There are not many details available as to how things are actually implemented but likely but the proxy layer is able to transfer a connection from one server to another when there is a scale up or down event. Essentially, we can assume that when the cluster is modified, the steps are the following:
- A new Aurora server instance is created with the new size
- The new instance is added to the Aurora cluster
- The writer role is transferred to the new instance
- The existing connections are moved
- The old instance is removed
How To Configure It
The configuration of an RDS Aurora Serverless cluster is very similar to a regular Aurora cluster, there are just a few additional steps. First, of course, you need to choose the serverless type:

And then you have to specify the limits of your cluster in “Capacity”. The capacity unit is ACU which stands for Aurora Capacity Unit. I couldn’t find the exact meaning for the ACU, the documentation has: “Each ACU is a combination of processing and memory capacity.”. An ACU seems to provide about 2GB of RAM and the range of possible values is 1 to 256. You set the minimum and maximum ACU you want for the cluster in the following dialog box:

The last step is to specify the inactivity timeout after which the database is paused:

How It Works
Startup
If the Aurora Serverless cluster has no running server instances, an attempt to connect to the database will trigger the creation of a new instance. This process takes some time. I used a simple script to measure the connection time after an inactivity timeout and found the following statistics:
Min = 31s Max = 54s average = 42s StdDev = 7.1s Count = 17
You’ll need to make sure the application is aware of a new connection, as the database can take close to a minute to complete. I got caught a few times with sysbench timing out after 30s. It is important to remember the initial capacity used is the same as the one when the Aurora Serverless instance stopped, unless you enabled the “Force scaling the capacity…” parameter in the configuration.

What needs to be done
Please restate the Aurora Serverless text from "The last step" up to and including "in the configuration.", substituting "idle timeout" for "inactivity timeout".

Provided data
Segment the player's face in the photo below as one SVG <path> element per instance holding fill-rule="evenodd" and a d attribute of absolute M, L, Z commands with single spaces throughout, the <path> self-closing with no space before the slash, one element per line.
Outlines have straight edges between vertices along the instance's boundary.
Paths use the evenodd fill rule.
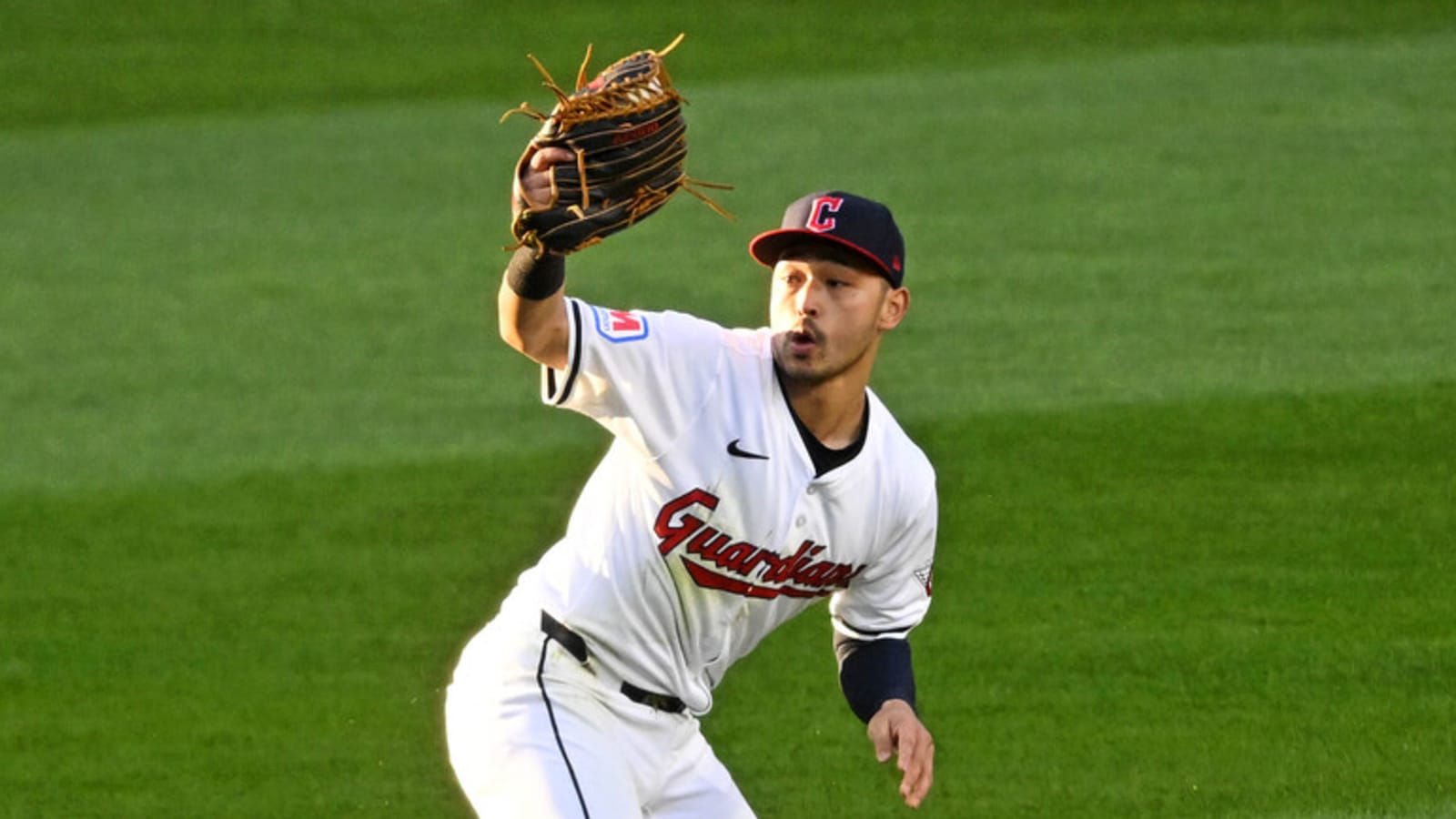
<path fill-rule="evenodd" d="M 904 316 L 910 294 L 875 273 L 811 254 L 773 268 L 773 357 L 783 373 L 817 385 L 844 375 L 869 380 L 879 334 Z"/>

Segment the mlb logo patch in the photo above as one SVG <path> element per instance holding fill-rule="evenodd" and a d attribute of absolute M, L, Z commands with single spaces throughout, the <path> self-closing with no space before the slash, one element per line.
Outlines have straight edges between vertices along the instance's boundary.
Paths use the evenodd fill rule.
<path fill-rule="evenodd" d="M 646 338 L 646 316 L 642 316 L 635 310 L 609 310 L 607 307 L 593 307 L 591 312 L 597 318 L 597 335 L 613 344 Z"/>

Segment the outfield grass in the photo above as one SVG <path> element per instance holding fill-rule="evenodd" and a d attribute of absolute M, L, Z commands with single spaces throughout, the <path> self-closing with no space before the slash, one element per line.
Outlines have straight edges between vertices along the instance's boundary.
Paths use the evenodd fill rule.
<path fill-rule="evenodd" d="M 922 813 L 1456 815 L 1456 13 L 812 7 L 7 9 L 0 816 L 467 815 L 441 688 L 606 443 L 482 319 L 495 119 L 526 51 L 684 29 L 740 219 L 673 203 L 571 287 L 754 324 L 785 201 L 895 205 Z M 766 819 L 904 815 L 827 641 L 706 730 Z"/>

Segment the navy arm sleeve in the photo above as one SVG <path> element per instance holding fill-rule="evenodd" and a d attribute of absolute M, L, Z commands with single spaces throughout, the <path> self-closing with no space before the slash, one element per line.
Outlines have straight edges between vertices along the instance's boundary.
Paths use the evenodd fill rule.
<path fill-rule="evenodd" d="M 839 657 L 839 688 L 860 721 L 868 723 L 887 700 L 904 700 L 916 707 L 909 640 L 855 640 L 836 632 L 834 654 Z"/>

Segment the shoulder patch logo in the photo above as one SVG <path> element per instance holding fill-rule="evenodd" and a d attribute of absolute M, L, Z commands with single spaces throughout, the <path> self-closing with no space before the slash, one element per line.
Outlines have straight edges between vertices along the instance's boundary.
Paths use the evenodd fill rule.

Exercise response
The last step is to specify the idle timeout after which the database is paused:

How It Works
Startup
If the Aurora Serverless cluster has no running server instances, an attempt to connect to the database will trigger the creation of a new instance. This process takes some time. I used a simple script to measure the connection time after an idle timeout and found the following statistics:
Min = 31s Max = 54s average = 42s StdDev = 7.1s Count = 17
You’ll need to make sure the application is aware of a new connection, as the database can take close to a minute to complete. I got caught a few times with sysbench timing out after 30s. It is important to remember the initial capacity used is the same as the one when the Aurora Serverless instance stopped, unless you enabled the “Force scaling the capacity…” parameter in the configuration.